EXERCISE GOAL: Everything from the line containing "Where can you spot the mountain" through the last line of the records must be returned verbatim, and nothing outside that range.

DATA IN THIS EXERCISE:

* * * * *

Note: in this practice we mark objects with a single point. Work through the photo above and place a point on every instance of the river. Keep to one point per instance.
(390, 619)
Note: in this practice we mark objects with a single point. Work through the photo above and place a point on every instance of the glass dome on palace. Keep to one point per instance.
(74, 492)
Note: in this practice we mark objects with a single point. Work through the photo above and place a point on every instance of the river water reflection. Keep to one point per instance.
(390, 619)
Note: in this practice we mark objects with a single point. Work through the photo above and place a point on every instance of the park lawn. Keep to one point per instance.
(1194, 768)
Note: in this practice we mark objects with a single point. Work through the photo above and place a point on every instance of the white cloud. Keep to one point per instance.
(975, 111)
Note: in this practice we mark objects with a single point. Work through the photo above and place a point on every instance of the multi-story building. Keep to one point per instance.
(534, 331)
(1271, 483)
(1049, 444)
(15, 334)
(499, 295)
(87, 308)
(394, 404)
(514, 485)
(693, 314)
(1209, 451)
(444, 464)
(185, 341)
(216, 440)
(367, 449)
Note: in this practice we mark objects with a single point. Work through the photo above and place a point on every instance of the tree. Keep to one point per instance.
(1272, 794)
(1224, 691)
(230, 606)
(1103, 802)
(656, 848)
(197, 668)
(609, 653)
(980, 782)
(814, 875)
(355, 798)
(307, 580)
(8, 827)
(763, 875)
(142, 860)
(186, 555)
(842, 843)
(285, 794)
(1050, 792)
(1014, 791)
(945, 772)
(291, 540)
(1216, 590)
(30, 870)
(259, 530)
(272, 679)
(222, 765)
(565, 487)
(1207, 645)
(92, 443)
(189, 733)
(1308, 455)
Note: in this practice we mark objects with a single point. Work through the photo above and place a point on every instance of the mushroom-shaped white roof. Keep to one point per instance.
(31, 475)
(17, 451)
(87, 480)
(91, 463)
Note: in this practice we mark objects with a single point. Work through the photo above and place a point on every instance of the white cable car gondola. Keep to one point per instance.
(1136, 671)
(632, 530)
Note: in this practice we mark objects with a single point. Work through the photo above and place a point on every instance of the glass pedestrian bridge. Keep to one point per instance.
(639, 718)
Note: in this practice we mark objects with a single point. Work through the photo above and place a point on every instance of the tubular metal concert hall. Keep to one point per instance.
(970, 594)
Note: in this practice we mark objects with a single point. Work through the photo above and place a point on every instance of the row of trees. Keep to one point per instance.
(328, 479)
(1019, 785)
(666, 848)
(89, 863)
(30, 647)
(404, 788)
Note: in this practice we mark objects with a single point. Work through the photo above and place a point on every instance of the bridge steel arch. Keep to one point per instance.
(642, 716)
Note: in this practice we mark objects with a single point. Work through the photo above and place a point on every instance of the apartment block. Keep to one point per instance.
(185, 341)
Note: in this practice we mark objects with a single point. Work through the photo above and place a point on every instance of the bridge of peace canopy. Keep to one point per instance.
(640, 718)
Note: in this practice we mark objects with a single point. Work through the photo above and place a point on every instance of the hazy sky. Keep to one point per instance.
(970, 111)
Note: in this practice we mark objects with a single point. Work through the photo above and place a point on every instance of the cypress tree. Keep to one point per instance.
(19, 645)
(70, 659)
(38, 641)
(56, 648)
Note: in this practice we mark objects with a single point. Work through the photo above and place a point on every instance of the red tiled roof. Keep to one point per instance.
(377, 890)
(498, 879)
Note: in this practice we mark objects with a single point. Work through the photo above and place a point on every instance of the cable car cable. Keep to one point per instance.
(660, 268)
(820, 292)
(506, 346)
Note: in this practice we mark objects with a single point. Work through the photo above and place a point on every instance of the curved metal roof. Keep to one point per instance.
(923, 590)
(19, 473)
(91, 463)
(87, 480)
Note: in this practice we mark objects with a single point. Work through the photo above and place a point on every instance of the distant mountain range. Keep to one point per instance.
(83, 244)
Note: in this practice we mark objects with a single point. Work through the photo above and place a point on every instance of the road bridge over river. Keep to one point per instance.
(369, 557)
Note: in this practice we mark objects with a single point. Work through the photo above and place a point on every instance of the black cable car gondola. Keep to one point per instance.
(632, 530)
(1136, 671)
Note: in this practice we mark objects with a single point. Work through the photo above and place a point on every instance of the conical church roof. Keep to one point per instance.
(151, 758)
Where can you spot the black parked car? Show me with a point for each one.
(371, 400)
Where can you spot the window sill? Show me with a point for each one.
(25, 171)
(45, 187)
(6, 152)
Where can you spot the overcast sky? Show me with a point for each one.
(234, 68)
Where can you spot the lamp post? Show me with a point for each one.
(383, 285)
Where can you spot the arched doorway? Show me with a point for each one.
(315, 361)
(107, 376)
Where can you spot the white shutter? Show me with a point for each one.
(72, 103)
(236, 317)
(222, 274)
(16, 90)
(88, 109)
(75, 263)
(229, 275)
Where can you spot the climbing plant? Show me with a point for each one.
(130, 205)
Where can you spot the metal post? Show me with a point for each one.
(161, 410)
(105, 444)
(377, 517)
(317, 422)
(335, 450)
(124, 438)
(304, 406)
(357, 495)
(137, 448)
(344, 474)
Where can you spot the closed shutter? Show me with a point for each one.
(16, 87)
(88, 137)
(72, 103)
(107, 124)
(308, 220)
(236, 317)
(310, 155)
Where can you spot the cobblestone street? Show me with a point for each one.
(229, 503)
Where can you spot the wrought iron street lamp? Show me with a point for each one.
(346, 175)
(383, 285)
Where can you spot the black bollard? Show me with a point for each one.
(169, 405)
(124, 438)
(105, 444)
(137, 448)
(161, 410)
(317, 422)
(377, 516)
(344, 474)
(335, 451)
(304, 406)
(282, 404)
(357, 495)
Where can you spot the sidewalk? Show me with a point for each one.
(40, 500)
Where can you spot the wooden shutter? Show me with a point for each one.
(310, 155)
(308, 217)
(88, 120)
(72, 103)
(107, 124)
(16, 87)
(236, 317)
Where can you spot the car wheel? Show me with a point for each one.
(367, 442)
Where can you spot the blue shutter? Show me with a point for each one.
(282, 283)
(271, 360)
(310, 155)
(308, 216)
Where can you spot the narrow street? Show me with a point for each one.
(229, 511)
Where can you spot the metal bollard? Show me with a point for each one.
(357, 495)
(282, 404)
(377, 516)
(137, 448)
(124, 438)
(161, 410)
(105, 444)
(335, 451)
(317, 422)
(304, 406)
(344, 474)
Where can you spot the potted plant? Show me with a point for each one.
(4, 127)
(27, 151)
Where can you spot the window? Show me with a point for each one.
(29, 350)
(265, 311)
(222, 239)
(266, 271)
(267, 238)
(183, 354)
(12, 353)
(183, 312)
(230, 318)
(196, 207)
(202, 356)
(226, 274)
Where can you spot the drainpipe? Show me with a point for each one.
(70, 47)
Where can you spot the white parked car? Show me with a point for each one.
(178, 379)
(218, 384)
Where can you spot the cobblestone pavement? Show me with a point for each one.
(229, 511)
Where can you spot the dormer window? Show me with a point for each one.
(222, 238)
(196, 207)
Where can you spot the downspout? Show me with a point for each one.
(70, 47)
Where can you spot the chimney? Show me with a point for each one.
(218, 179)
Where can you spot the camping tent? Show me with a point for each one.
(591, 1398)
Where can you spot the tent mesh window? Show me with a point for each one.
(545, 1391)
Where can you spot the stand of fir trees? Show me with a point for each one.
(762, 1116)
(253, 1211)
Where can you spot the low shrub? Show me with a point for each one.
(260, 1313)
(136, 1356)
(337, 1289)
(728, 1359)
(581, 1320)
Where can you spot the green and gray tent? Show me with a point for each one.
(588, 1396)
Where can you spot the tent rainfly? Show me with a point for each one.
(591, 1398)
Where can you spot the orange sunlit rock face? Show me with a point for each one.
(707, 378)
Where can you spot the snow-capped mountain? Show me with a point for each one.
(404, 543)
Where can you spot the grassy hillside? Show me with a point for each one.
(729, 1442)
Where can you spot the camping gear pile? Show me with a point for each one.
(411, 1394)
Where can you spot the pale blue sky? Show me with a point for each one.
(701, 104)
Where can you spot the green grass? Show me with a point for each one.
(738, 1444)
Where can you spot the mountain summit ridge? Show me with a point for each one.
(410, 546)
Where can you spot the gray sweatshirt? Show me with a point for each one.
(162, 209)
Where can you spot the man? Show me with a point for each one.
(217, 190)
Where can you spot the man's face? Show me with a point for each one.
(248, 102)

* * * * *

SOLUTION FOR THIS EXERCISE:
Where can you spot the mountain summit ridge? Show me with a point for each one.
(410, 546)
Where can you spot the gray sweatshirt? Show me with a point for each one.
(162, 209)
Where can you spot the man? Show me with a point for each one.
(217, 190)
Where can you spot the man's face? Show me with a point for each one.
(248, 102)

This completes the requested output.